▶ _Goal_:
Starting at the beginning of the records below and going on through the line that contains "POLYGON ((92 628, 37", express those lines as a JSON list of strings, one string per line. Skip blank lines and leave the pictures out.

▶ _Material provided_:
● ● ●
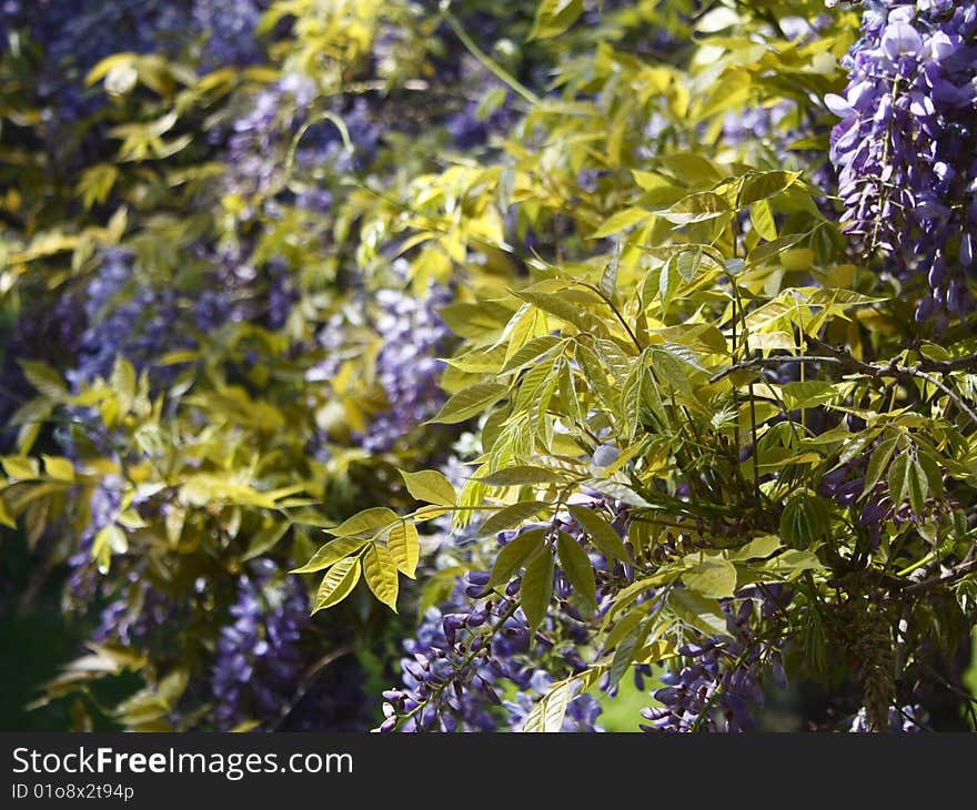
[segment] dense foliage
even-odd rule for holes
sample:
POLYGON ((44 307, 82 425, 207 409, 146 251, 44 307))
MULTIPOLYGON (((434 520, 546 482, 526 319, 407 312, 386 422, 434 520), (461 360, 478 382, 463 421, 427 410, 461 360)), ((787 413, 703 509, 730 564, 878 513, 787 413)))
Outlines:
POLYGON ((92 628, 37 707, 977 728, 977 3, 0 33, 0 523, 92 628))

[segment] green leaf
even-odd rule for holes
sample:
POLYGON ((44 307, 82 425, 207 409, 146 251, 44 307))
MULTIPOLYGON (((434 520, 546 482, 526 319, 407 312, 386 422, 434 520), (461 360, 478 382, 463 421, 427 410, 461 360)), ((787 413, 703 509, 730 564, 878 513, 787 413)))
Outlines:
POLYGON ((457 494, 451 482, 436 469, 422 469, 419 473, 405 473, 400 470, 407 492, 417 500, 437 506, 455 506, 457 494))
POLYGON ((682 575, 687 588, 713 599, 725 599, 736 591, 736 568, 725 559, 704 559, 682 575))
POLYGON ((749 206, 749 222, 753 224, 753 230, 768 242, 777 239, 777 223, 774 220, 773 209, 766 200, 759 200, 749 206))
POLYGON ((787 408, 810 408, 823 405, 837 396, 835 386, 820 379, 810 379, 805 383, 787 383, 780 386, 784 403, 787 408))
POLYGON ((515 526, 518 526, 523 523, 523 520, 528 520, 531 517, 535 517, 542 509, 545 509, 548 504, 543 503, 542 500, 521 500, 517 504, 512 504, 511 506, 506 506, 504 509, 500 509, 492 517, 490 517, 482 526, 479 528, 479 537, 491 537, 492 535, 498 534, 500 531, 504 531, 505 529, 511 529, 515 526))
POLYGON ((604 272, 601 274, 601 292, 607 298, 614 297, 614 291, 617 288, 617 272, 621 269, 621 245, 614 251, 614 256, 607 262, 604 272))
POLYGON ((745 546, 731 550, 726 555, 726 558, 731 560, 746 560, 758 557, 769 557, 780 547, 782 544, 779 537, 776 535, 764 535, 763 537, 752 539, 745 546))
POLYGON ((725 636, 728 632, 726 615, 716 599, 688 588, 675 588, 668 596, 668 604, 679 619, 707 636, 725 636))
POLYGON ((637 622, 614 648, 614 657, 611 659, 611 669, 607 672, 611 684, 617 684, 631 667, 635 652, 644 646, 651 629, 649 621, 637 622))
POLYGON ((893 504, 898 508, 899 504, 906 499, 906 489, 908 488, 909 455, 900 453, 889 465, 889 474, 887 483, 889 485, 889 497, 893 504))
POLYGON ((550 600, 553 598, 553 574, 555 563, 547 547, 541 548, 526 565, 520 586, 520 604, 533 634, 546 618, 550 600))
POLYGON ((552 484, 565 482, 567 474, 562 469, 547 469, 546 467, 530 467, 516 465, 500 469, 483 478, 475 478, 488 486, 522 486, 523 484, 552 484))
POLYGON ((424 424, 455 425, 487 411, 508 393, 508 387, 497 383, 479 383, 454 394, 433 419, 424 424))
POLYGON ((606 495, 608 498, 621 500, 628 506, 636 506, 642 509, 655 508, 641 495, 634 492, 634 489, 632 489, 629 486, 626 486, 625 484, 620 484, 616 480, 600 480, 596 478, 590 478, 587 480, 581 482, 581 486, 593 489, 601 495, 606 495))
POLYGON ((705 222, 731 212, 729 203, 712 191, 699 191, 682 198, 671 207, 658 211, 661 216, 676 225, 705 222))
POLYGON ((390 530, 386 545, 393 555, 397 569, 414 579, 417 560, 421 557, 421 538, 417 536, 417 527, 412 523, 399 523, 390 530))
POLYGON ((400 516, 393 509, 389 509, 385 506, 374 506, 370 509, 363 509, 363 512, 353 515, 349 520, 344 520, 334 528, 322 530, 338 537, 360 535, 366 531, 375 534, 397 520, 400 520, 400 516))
● ● ●
▶ _Response_:
[
  "[segment] dense foliage",
  "even-odd rule for holes",
  "sample:",
  "POLYGON ((44 307, 82 425, 207 409, 146 251, 44 307))",
  "MULTIPOLYGON (((434 520, 546 482, 526 319, 407 312, 386 422, 434 520), (461 360, 478 382, 463 421, 427 410, 461 360)), ((787 413, 703 509, 730 564, 878 513, 787 413)))",
  "Outlines:",
  "POLYGON ((92 628, 37 707, 977 728, 977 3, 0 33, 0 523, 92 628))"
]